RECORD EXCERPTS:
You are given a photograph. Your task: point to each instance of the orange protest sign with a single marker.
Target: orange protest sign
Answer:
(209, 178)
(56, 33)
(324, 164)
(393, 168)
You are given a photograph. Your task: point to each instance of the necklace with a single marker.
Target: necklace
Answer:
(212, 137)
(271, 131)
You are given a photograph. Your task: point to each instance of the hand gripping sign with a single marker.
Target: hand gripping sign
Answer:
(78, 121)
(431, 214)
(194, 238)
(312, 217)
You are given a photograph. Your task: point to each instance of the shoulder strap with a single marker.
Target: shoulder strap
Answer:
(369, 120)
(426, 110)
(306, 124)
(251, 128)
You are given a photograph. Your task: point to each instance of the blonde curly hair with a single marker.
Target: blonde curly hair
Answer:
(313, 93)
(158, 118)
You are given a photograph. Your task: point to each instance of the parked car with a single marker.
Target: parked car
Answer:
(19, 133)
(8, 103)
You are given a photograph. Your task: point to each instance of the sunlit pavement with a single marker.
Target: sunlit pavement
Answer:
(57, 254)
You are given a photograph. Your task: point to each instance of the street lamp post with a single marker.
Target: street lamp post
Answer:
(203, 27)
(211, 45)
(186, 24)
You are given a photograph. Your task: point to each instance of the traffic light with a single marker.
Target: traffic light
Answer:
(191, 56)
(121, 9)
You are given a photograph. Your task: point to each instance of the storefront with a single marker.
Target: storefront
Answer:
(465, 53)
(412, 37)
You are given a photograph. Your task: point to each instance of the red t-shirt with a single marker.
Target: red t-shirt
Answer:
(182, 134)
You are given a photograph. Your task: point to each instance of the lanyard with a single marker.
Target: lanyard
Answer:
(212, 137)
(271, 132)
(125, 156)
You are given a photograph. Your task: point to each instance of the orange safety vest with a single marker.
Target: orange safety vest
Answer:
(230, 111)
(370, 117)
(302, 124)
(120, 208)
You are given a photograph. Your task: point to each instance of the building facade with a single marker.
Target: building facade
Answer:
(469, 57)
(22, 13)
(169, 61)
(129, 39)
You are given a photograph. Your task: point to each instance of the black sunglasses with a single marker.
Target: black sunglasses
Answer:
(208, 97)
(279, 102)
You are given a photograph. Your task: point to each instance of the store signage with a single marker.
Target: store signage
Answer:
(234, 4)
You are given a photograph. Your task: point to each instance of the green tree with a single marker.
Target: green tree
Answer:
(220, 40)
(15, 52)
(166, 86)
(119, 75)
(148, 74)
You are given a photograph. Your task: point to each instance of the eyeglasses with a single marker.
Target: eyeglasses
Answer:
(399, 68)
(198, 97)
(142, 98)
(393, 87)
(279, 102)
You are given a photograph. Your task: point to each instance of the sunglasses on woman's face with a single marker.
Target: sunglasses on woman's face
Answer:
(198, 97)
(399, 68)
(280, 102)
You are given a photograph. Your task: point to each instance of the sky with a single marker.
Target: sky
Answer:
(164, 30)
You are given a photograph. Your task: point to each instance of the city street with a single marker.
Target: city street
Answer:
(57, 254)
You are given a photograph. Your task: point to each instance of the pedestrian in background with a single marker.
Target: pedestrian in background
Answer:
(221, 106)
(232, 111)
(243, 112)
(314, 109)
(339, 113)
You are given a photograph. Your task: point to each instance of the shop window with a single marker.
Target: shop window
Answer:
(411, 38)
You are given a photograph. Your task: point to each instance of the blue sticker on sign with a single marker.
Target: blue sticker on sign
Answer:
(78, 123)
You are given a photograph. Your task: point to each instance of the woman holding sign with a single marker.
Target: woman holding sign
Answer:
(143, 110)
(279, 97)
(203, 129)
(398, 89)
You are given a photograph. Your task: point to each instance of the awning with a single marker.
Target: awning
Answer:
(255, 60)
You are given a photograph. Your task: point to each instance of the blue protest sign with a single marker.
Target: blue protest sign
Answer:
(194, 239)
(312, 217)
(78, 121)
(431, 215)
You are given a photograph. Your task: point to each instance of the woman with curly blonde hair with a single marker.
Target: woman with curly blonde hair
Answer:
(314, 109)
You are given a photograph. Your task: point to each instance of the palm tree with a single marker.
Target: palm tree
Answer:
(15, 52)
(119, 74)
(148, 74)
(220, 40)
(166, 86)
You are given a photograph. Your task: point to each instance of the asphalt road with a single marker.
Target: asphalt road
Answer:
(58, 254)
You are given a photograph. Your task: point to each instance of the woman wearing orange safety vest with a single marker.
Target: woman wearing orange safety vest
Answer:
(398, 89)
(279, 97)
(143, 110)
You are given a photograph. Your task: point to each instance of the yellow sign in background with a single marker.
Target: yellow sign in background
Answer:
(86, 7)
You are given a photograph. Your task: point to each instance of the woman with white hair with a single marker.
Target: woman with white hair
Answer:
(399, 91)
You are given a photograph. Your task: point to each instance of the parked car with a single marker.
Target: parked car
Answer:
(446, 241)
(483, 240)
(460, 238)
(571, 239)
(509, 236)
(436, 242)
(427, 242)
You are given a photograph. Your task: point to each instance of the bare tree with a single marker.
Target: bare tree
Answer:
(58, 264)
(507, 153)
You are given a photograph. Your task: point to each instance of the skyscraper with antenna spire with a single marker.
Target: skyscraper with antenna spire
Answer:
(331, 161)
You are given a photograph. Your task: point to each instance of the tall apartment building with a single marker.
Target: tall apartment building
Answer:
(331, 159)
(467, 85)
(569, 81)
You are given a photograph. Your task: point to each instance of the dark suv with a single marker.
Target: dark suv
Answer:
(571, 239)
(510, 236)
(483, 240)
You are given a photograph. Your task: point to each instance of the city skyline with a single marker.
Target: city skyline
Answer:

INSTRUCTIONS FOR THE TASK: Could you repeat every record word for word?

COMPLETED EXERCISE:
You are given a photograph. Your task: point to each instance of the orange protest sign with a single marker.
Target: orange protest sign
Answer:
(209, 178)
(56, 33)
(324, 164)
(393, 168)
You are given a photograph. Your task: point to each instance of the necklace with a single marker.
Target: necklace
Answer:
(212, 137)
(271, 131)
You are given a photograph. Your task: point to each instance of the hand gripping sign with a single marker.
Target: hand gripping sign
Answer:
(78, 121)
(431, 214)
(194, 238)
(312, 217)
You are given a photograph. Your task: point to each instance of the shoulder strap with a single marker.
Target: shoulder strap
Answer:
(369, 120)
(426, 110)
(306, 124)
(251, 128)
You are given a photograph. Your task: point to each instance of the blonde curly hair with a single marker.
Target: blonde curly hair
Answer:
(313, 93)
(158, 118)
You are given a photograph. Your task: point to each instance of the parked car with a single marker.
Target: parked car
Answer:
(19, 133)
(8, 103)
You are given a photograph. Your task: point to each instance of the sunlit pavement with a single marker.
Target: sunlit pavement
Answer:
(57, 254)
You are given a photograph. Your task: point to each instance of the street lamp post with a single marker.
Target: street lamp post
Answer:
(203, 27)
(211, 45)
(186, 24)
You are given a photograph. Your task: point to each instance of the traffic light with a single marker.
Target: traffic light
Answer:
(191, 56)
(121, 9)
You are given a photograph. Your task: point to each instance of the storefront with a single marker.
Target: storefront
Answer:
(465, 53)
(412, 37)
You are given a photograph. Your task: point to each instance of the red t-shirt with a single marker.
Target: red t-shirt
Answer:
(182, 134)
You are given a photograph. Your task: point to each instance of the lanyard with a single marker.
Target: lanyard
Answer:
(212, 137)
(271, 132)
(125, 156)
You are given a photograph. Your task: point to each instance of the orange safety vest with a single marker.
Target: orange safety vest
Answer:
(230, 111)
(370, 117)
(302, 124)
(120, 208)
You are given a photograph. Your task: point to each instance of the building facade with a single marker.
Target: building facade
Answer:
(469, 57)
(22, 13)
(169, 61)
(129, 39)
You are given a photograph. Your task: point to each instance of the black sunglasses with a single marker.
Target: black sunglasses
Answer:
(208, 97)
(279, 102)
You are given a photograph. Your task: point to each instance of the store signage with a single marker.
Target: store signage
Answer:
(234, 4)
You are given a photograph. Your task: point to each instance of the green tree with a single marker.
Target: green tree
Answer:
(220, 40)
(15, 52)
(166, 86)
(119, 75)
(148, 74)
You are given a photograph. Your task: point to each instance of the eyeglasses with a single marker.
Target: eyeglasses
Answer:
(399, 68)
(198, 97)
(142, 98)
(393, 87)
(279, 102)
You are given a photograph. Your task: point to each instance of the sunglasses on woman's face with a single marker.
Target: sunglasses on woman's face
Answer:
(198, 97)
(399, 68)
(280, 102)
You are given a photograph. Your task: point to each instance of the sky with a single marker.
Target: sky
Answer:
(164, 30)
You are given a photograph. Your task: point to each instance of the city street with a single marker.
Target: city street
Answer:
(57, 254)
You are given a photograph. Your task: point to each instance of the pedestrian in background with a single marker.
Target: pedestrian in background
Answer:
(221, 106)
(232, 111)
(243, 112)
(314, 109)
(339, 113)
You are given a photograph. Your task: point to each instance of the shop window with a single marker.
Target: shop window
Answer:
(411, 38)
You are given a photograph. Your task: point to each instance of the blue sticker on sign with a single marker.
Target: blue sticker on sign
Answer:
(78, 123)
You are given a photograph. Your task: point to each instance of the woman holding sign with a single marker.
Target: woman holding sign
Answer:
(143, 110)
(279, 97)
(203, 129)
(398, 89)
You are given a photograph. Your task: point to each instance of the awning with a single marker.
Target: awning
Answer:
(255, 60)
You are given a photograph. Your task: point to each instance of the blue protest sign with a single marker.
Target: blue protest sign
Answer:
(194, 239)
(312, 217)
(78, 121)
(431, 215)
You are given a photograph. Your task: point to each instance of the woman with curly blonde hair with a single marker.
Target: woman with curly blonde hair
Answer:
(314, 109)
You are given a photograph. Your task: point to each instance of the palm tree with a single marker.
Target: palm tree
Answer:
(15, 52)
(119, 74)
(148, 74)
(220, 40)
(166, 86)
You are given a photograph. Your task: point to each instance of the asphalt road with a single marker.
Target: asphalt road
Answer:
(58, 254)
You are given a photograph. Your task: point to each instance of the woman wearing orange safety vest with a single marker.
Target: woman wearing orange safety vest
Answer:
(398, 89)
(279, 97)
(143, 110)
You are given a photograph. Your task: point to each instance of the yellow sign in background with a single marker.
Target: yellow sign in background
Answer:
(86, 7)
You are given a photograph. Your task: point to each instance of the woman with white hair with a single marker.
Target: woman with white hair
Answer:
(399, 91)
You are given a photograph. Your task: point to each instance of the parked car with a single marker.
Target: parked car
Answer:
(446, 241)
(483, 240)
(460, 238)
(571, 239)
(509, 236)
(436, 242)
(427, 242)
You are given a photograph. Your task: point to each instance of the bare tree with a single marker.
Target: bare tree
Answer:
(58, 264)
(507, 153)
You are given a photograph. Your task: point to each instance of the skyscraper with antenna spire with a single marker.
Target: skyscraper with antenna spire
Answer:
(331, 161)
You are given a photograph. Your task: point to each instance of the tall apartment building with a single marker.
Target: tall apartment building
Answer:
(331, 159)
(467, 85)
(569, 81)
You are given a photograph. Your task: point to each instance of the dark suv with a single marker.
Target: dark suv
Answer:
(571, 239)
(510, 236)
(483, 240)
You are given a photograph. Your task: point to each instance of the city skyline with a single marker.
Target: city skyline
Answer:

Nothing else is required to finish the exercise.